# Instructions for the task
Recast the material between the lines holding "Place one keypoint on each instance of the train" and "Place one keypoint on each instance of the tree", inclusive, as a Markdown table with two columns, Row for the running number and Line for the text, omitting any blank lines.

============

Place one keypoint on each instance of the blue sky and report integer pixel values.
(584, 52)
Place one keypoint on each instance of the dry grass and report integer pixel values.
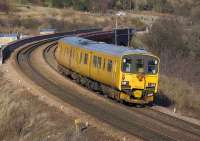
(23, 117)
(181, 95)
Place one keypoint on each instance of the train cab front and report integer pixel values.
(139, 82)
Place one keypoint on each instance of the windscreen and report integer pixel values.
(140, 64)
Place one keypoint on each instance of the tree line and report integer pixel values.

============

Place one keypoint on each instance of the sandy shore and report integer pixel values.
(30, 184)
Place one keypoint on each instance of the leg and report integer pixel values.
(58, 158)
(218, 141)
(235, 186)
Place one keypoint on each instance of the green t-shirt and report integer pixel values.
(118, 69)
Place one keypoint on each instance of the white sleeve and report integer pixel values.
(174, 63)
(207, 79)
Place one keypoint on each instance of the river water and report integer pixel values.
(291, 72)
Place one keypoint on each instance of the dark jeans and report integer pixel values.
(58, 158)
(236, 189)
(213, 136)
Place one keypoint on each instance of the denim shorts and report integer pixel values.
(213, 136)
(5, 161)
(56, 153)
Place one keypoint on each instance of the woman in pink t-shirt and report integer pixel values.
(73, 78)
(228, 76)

============

# Solution to this problem
| Row | Line |
|---|---|
| 1 | Place one keypoint on each instance of the train cab front and report integer pixel values. |
| 2 | (139, 82) |
| 3 | Place one keypoint on each instance of the windscreen and report integer pixel values. |
| 4 | (140, 64) |
| 5 | Place one keypoint on each instance of the tree line and report integer pixel values. |